Stated problem:
Would you reproduce every one of the records below with "image coordinates" substituted for each "pixel coordinates", leaving everything else unchanged and leaving out the pictures?

═════ Provided data ═════

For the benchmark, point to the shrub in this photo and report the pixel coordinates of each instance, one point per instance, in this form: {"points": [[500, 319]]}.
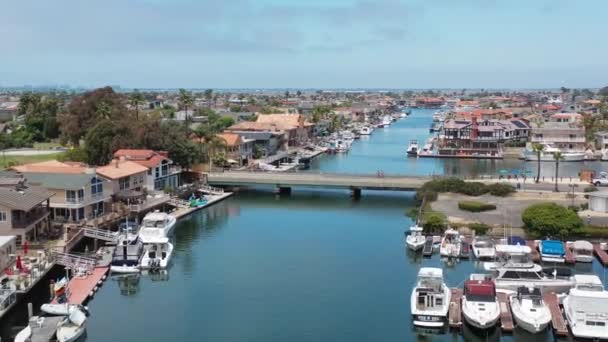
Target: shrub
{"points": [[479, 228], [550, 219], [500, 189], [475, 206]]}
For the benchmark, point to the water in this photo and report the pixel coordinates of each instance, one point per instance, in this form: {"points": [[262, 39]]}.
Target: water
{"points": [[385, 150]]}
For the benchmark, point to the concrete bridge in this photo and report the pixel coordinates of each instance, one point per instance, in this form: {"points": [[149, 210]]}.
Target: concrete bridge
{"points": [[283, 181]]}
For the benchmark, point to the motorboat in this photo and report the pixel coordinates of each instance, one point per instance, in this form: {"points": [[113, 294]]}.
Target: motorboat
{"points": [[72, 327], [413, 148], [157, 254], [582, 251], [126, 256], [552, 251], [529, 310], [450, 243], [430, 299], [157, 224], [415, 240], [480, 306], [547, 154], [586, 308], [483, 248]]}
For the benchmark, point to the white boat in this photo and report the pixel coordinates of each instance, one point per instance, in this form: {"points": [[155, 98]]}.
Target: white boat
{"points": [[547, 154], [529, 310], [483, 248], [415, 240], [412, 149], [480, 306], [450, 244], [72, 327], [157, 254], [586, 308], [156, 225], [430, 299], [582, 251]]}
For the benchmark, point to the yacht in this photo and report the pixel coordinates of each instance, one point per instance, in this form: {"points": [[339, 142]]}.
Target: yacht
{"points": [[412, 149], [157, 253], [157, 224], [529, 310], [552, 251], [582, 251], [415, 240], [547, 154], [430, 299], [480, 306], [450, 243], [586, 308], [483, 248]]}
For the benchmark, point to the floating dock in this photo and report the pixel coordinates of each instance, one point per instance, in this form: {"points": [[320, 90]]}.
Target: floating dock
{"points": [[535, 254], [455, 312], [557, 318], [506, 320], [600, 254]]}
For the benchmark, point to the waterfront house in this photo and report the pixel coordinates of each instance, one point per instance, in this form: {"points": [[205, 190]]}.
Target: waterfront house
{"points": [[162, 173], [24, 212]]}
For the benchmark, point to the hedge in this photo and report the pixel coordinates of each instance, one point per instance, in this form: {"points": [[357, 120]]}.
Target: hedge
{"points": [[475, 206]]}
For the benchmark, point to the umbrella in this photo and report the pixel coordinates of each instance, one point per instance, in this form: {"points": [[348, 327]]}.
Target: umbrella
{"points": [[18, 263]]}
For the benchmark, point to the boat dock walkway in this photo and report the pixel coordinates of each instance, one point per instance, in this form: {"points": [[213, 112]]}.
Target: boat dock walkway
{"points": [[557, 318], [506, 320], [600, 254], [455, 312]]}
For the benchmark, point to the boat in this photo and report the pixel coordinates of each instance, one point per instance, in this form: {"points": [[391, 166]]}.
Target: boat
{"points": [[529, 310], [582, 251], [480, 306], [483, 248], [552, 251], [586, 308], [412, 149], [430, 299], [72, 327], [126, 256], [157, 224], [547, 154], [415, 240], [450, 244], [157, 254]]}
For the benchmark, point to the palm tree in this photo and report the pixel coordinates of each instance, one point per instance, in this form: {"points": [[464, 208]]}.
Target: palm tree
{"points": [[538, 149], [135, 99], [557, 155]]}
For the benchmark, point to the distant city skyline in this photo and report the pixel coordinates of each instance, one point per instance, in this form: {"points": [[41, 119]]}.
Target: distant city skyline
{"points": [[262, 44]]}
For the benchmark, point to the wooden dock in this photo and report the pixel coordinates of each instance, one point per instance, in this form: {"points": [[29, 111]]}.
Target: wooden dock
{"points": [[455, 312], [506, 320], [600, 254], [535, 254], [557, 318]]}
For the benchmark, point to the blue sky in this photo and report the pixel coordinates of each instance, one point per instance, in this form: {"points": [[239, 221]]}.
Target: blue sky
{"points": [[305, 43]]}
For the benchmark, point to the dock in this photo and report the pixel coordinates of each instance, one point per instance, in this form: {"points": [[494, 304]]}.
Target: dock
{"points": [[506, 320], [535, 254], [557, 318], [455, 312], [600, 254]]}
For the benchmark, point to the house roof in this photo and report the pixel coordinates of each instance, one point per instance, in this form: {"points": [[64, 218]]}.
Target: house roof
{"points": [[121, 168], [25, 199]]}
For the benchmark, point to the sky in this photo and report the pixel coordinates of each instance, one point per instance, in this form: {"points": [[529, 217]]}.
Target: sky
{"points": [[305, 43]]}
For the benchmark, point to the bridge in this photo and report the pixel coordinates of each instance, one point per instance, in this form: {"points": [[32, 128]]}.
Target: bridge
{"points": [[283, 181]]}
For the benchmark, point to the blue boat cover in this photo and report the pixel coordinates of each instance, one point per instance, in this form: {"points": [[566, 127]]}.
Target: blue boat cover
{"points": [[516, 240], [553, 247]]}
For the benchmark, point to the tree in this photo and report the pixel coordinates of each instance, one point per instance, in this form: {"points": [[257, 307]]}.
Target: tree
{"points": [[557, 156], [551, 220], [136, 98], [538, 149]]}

═════

Problem solution:
For the benchmark, point to the shrub in this photo and report the image coordinates of each instance, one point per instance, in this form: {"points": [[500, 319]]}.
Target: shrub
{"points": [[479, 228], [550, 219], [500, 189], [475, 206]]}
For the benchmark, point to the water in this photo and report the image coordinates of each instance, one point per instance, in this form: {"points": [[262, 39]]}.
Target: water
{"points": [[385, 150]]}
For the benchmark, point to the concrete bridge in this photo and report the image coordinates of each instance, one point per instance, in this form: {"points": [[149, 210]]}.
Target: concrete bridge
{"points": [[283, 181]]}
For the benchmark, point to the motorboat in this photo and report the image coordinates of each instance, one point per instance, in this form: {"points": [[113, 294]]}.
Target: motorboat
{"points": [[72, 327], [413, 148], [157, 254], [582, 251], [126, 256], [552, 251], [529, 310], [450, 243], [430, 299], [157, 224], [415, 240], [480, 306], [547, 154], [586, 308], [483, 248]]}
For the benchmark, point to the white boat in this photo and report the image coordinates of each instance, one point per instance, in this form: {"points": [[155, 98]]}.
Target: white boat
{"points": [[547, 154], [529, 310], [483, 248], [415, 240], [412, 149], [480, 306], [450, 244], [72, 327], [157, 254], [586, 308], [156, 225], [430, 299], [582, 251]]}
For the benchmark, point to the yacht in this photo and report the image coordinates of each instance, one point per instance, in this form: {"points": [[339, 142]]}.
Target: yacht
{"points": [[412, 149], [157, 253], [157, 224], [529, 310], [552, 251], [582, 251], [415, 240], [547, 154], [430, 299], [480, 306], [450, 243], [586, 308], [483, 248]]}
For the benchmark, point to the floating dock in this photo and report the image coordinates of each instance, one point per instance, in this form: {"points": [[320, 90]]}.
Target: floating dock
{"points": [[535, 254], [455, 312], [557, 318], [506, 320], [600, 254]]}
For the benchmark, point to the waterfront house in this photo and report the image coordinates of each instance, one point per instance, in this form: {"points": [[205, 190]]}.
Target: waterfront house
{"points": [[162, 173], [24, 212]]}
For the benchmark, point to the hedge in this photo and report the image coordinates of each instance, one point per instance, in this form: {"points": [[357, 120]]}.
Target: hedge
{"points": [[475, 206]]}
For the benchmark, point to the umbrella in this photo and report the image coordinates of each instance, one point per instance, in this form: {"points": [[348, 327]]}.
Target: umbrella
{"points": [[18, 263]]}
For the benchmark, point to the boat dock walkway in this photo and report the image coordinates of each instance, one point per instance, in this form: {"points": [[213, 112]]}.
Target: boat dock walkway
{"points": [[557, 318], [506, 320], [600, 254], [455, 312]]}
For the benchmark, point to the boat in this photo and report the image coordinates of each instance, one point per instance, in this form: {"points": [[391, 166]]}.
Target: boat
{"points": [[529, 310], [582, 251], [480, 306], [483, 248], [552, 251], [586, 308], [412, 149], [430, 299], [72, 327], [126, 256], [157, 224], [547, 154], [415, 240], [450, 244], [157, 254]]}
For the benchmark, point to the palm tree in this photo and report the image coordinates of each instance, one point per instance, in this form: {"points": [[464, 208]]}.
Target: palm tree
{"points": [[538, 149], [135, 99], [557, 155]]}
For the benchmark, point to the distant city skyline in this photo and report the image coordinates of each instance, one point per instance, in this form: {"points": [[41, 119]]}.
Target: distant city skyline
{"points": [[262, 44]]}
For the benchmark, point to the wooden dock in this photo and report the image coordinates of each instance, one point per instance, in this form: {"points": [[29, 111]]}.
Target: wooden dock
{"points": [[455, 312], [506, 320], [600, 254], [535, 254], [557, 318]]}
For the benchmark, point to the blue sky in this photo and report the image coordinates of each instance, one point per instance, in this form: {"points": [[239, 221]]}.
Target: blue sky
{"points": [[305, 43]]}
For the benchmark, point to the dock in this photo and report the image coordinates of each instance, one point per instance, in this form: {"points": [[494, 304]]}.
Target: dock
{"points": [[506, 320], [535, 254], [557, 318], [455, 312], [600, 254]]}
For the benchmark, point to the house roof in this photo and report the image coordinates of each instance, one point per instance, in this form: {"points": [[64, 218]]}.
Target: house roof
{"points": [[121, 168], [25, 199]]}
For the benchmark, point to the sky in this photo and report the image coordinates of each instance, one point per instance, in this form: {"points": [[529, 217]]}.
Target: sky
{"points": [[305, 43]]}
For the benchmark, point to the bridge in this photo and report the image coordinates of each instance, one point per instance, in this form: {"points": [[32, 128]]}.
Target: bridge
{"points": [[283, 181]]}
For the benchmark, point to the blue boat cover in this photo and report the image coordinates of each instance, one point per instance, in this form: {"points": [[566, 127]]}.
Target: blue boat cover
{"points": [[516, 240], [553, 247]]}
For the benchmark, point to the tree in this photo and report the image coordinates of each instance, one point per instance, in this form: {"points": [[257, 307]]}.
Target: tree
{"points": [[557, 156], [551, 220], [136, 98], [538, 149]]}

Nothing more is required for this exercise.